### EXERCISE PASSAGE:
++++

The court ruled in favor of a group of parents near San Diego who argued that the state’s policy violates their right to religious freedom and due process. The policy barred school districts from requiring teachers to “out” transgender students to their parents, unless the students gave permission.
“The court’s ruling is shocking and alarming,” said Shannon Minter, legal director of the National Center for LGBTQ Rights, which is based in Sacramento. “It’s part of a larger effort by this court and the administration to eliminate any protection for transgender people.”
The case was originally filed in 2023 by the Thomas More Society, a public interest law firm that focuses on religious issues. It stems from a state policy related to students’ privacy rights.
A federal district court judge initially ruled in favor of the parents with children in the Escondido Union School District in north San Diego County, and then the Ninth Circuit Court of Appeals paused the ruling while the state prepared an appeal. The parents asked the Supreme Court to lift the pause, which it did on Tuesday. The appeal is still pending before the Ninth Circuit.
‘A watershed moment’
Attorneys for the Thomas More Society called it the greatest victory for parental rights in a generation.
“This is a watershed moment for parental rights in America,” said Paul Jonna, special counsel at the Thomas More Society. “The Supreme Court has told California and every state in the nation in no uncertain terms: you cannot secretly transition a child behind a parent’s back.”

++++

### EXTRACTED ENTRIES:

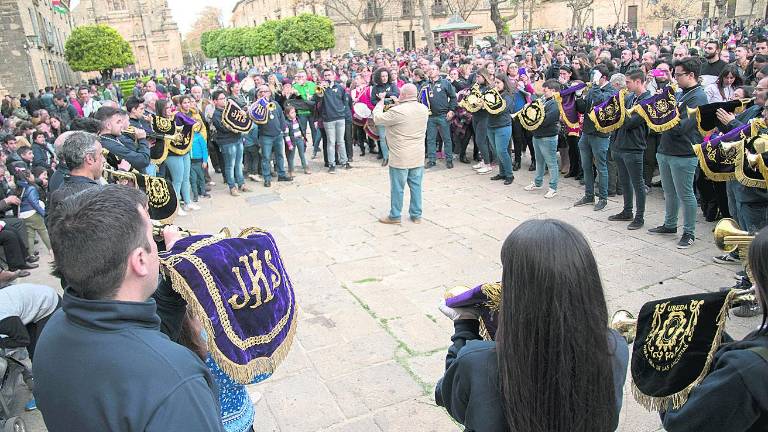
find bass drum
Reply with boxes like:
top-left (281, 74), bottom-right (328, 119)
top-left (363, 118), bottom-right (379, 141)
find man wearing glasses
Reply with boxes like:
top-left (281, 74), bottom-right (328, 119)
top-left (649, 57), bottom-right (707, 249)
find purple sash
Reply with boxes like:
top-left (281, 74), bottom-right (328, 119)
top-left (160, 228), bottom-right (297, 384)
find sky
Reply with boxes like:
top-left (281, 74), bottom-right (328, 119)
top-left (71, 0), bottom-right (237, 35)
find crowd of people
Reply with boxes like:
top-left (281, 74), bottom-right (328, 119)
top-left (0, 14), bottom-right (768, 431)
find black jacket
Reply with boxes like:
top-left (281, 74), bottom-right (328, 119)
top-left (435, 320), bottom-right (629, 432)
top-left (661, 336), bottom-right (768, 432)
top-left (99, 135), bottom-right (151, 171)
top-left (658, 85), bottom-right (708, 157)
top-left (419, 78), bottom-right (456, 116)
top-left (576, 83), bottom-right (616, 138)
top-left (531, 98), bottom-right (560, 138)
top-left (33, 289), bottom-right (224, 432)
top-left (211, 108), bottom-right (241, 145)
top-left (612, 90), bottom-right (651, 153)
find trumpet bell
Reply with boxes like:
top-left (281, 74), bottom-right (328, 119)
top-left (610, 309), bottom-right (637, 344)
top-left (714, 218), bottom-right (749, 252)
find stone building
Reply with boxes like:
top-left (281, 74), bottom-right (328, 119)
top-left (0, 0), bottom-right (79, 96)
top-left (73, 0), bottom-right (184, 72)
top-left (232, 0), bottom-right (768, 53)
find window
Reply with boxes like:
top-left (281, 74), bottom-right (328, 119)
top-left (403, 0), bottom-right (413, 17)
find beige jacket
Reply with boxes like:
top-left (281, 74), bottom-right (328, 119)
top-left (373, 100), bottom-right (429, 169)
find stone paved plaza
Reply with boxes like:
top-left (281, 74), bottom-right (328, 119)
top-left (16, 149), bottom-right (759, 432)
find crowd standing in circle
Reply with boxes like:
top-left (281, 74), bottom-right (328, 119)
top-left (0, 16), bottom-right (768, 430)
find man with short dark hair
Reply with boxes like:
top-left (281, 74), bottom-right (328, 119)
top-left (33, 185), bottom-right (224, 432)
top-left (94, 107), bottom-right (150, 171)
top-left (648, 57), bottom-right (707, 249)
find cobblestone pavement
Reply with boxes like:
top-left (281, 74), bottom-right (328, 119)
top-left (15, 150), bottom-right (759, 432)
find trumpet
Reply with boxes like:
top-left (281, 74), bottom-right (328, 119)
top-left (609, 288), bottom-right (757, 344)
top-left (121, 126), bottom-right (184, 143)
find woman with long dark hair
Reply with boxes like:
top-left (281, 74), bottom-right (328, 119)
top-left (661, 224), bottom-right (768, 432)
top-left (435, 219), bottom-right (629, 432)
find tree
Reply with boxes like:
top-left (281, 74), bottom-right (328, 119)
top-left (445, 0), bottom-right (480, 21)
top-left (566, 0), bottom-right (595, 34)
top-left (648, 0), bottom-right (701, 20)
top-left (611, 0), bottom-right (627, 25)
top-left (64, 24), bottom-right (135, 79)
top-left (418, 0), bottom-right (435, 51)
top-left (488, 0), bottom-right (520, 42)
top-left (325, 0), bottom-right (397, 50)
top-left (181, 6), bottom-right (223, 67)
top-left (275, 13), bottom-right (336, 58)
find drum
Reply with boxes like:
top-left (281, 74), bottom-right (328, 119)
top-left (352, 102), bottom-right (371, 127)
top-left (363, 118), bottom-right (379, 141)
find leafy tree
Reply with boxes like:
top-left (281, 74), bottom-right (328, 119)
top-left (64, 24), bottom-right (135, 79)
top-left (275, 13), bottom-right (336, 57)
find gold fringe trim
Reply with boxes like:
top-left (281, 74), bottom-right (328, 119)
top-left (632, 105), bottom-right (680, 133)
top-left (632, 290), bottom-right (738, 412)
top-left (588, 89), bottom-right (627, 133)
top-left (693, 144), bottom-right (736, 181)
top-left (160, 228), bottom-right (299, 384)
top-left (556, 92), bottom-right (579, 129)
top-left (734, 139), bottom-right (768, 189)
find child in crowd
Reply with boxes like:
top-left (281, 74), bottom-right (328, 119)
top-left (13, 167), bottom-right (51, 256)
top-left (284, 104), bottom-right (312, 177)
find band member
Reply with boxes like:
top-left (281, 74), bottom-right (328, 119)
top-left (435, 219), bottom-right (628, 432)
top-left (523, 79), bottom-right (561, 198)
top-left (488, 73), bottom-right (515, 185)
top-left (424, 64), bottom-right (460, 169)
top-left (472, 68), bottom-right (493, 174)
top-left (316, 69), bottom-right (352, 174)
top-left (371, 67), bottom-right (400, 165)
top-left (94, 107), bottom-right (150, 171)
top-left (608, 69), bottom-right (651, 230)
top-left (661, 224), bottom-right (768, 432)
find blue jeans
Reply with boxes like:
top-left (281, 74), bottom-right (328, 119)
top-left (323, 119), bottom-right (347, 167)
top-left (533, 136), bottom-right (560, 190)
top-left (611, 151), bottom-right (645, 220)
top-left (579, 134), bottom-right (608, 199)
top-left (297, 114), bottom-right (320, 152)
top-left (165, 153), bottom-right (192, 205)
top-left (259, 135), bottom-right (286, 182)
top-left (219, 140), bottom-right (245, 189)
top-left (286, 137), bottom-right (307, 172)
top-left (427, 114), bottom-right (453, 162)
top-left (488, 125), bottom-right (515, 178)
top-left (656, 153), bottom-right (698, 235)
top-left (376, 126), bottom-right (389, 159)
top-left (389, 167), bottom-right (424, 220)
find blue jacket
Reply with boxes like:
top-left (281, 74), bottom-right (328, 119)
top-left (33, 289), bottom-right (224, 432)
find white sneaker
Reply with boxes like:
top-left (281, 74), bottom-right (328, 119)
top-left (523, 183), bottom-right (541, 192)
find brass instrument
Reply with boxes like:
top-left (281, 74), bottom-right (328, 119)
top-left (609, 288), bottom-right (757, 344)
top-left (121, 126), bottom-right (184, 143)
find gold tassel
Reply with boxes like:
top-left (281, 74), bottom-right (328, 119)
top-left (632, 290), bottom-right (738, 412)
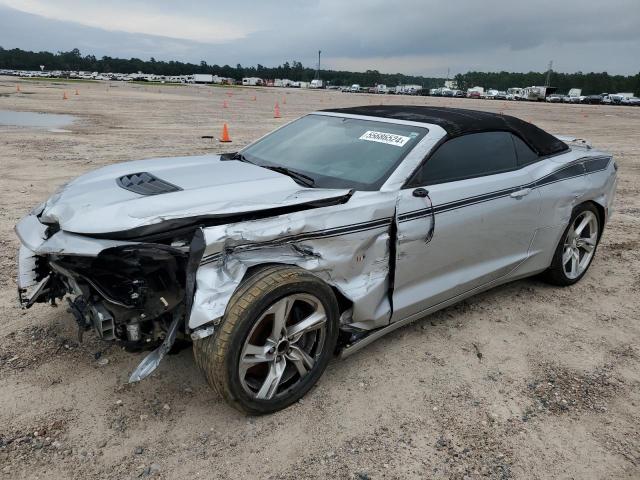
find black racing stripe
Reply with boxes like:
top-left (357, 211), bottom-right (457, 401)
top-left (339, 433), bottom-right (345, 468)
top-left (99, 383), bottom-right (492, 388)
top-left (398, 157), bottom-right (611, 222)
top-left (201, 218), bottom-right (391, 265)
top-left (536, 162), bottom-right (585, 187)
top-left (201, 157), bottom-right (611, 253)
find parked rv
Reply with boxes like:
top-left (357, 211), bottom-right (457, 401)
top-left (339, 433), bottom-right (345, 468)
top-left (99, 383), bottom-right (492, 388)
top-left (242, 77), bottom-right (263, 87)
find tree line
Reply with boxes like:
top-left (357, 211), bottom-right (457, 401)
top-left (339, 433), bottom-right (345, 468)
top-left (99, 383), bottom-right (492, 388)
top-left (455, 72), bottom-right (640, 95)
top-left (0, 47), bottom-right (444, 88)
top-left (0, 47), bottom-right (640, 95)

++++

### TASK PROMPT:
In the article about the court ruling, which school district did the parents' children attend? The lines have no connection to the article about the court ruling.

### SOLUTION TO THE EXERCISE:
The Escondido Union School District in north San Diego County.